---------- TEXTABSCHNITT

Auch muss man der Redaktion zugute halten, dass sie die negativen Seiten mit einbeziehen, etwa die Verstrickung der Industriellen in Nationalsozialismus und Holocaust. Aber das Grundproblem dieser Thematik bleibt bestehen: Weil man für die Geschichte der meisten Unternehmen, Familienunternehmen zudem, letztlich auf die Mitarbeit der entsprechenden Unternehmen angewiesen ist, bleibt die Berichterstattung sehr freundlich. So auch hier.
Zudem neigt der Schreibstil sehr zum klassischen Geschichtenerzählen mit eindeutigen Protagonisten und klar definierten Rollen entlang tradierter Geschichtsverständnisse. Die Brechung von Erwartungen, wie sie etwa GEO Epoche kennzeichnen, fehlen hier weitgehend.
GEO Epoche – Denker, Forscher, Pioniere
Diese Ausgabe der GEO Epoche ist aus mehreren Gründen beachtenswert. Einerseits deutet der Titel bereits auf ein Problem hin, das sich durch den kompletten Band zieht: DenkER, ForschER, PionierE. Männer. Zwar gibt sich die Redaktion alle erdenkliche Mühe, so viele Frauen wie möglich mit einzubeziehen. Aber die Geschichte macht ihr da zum Teil einen Strich durch die Rechnung, weil die Frauen konsistent um ihre Möglichkeiten auf der einen Seite oder um ihre Meriten auf der anderen Seite gebracht.

--------------------

Welche negative Seite bezieht die Redaktion laut dem Textabschnitt als Beispiel mit ein?

---------- BEREITGESTELLTES MATERIAL

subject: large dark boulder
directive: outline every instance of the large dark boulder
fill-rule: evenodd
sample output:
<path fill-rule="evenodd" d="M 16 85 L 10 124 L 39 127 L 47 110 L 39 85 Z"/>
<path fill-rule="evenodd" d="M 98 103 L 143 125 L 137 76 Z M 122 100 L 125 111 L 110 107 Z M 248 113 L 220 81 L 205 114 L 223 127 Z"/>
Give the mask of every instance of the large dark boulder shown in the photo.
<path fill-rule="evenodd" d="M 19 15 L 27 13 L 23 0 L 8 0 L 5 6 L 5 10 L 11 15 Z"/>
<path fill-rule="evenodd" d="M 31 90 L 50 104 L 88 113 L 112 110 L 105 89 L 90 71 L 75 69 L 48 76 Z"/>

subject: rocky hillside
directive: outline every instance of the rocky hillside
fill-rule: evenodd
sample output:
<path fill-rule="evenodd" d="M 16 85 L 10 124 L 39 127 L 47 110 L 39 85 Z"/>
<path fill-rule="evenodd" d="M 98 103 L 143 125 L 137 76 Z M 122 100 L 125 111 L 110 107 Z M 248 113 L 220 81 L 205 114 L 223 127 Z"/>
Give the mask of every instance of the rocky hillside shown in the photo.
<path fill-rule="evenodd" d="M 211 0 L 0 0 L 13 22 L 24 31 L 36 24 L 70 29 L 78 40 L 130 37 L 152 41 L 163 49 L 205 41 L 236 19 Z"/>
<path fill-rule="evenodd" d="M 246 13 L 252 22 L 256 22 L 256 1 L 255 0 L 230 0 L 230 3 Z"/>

--------------------
---------- BEREITGESTELLTES MATERIAL

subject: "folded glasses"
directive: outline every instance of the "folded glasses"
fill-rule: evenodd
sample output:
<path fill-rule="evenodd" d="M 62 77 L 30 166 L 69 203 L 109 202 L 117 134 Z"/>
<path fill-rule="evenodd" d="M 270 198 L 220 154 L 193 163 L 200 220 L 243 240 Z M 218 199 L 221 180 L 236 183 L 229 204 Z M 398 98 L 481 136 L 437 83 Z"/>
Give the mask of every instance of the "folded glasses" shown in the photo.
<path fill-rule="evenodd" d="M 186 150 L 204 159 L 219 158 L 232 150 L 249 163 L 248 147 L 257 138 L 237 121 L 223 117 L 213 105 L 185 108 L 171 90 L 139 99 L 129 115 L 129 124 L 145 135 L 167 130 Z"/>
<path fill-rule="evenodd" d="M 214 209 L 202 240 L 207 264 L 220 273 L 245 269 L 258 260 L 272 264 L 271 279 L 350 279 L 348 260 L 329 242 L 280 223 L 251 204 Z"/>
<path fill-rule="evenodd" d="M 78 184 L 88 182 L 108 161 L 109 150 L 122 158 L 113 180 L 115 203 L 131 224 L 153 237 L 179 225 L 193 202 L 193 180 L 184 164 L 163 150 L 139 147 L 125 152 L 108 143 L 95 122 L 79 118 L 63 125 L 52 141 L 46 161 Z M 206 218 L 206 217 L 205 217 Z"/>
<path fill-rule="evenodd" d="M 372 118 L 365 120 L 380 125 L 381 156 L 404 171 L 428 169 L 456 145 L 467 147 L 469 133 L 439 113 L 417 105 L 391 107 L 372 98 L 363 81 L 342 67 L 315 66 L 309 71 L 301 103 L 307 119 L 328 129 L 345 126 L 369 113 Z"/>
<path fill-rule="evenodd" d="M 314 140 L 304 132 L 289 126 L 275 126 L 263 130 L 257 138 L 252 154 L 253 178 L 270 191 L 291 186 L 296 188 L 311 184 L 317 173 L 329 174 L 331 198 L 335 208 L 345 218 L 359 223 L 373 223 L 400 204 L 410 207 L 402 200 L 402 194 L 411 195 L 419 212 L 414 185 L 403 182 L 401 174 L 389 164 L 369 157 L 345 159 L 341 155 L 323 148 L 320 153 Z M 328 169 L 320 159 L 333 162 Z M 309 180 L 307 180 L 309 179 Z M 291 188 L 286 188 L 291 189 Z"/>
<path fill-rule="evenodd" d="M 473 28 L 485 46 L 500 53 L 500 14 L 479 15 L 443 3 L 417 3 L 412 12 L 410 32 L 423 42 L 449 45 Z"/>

--------------------

→ **ERWARTETE ANTWORT**
Die Verstrickung der Industriellen in Nationalsozialismus und Holocaust.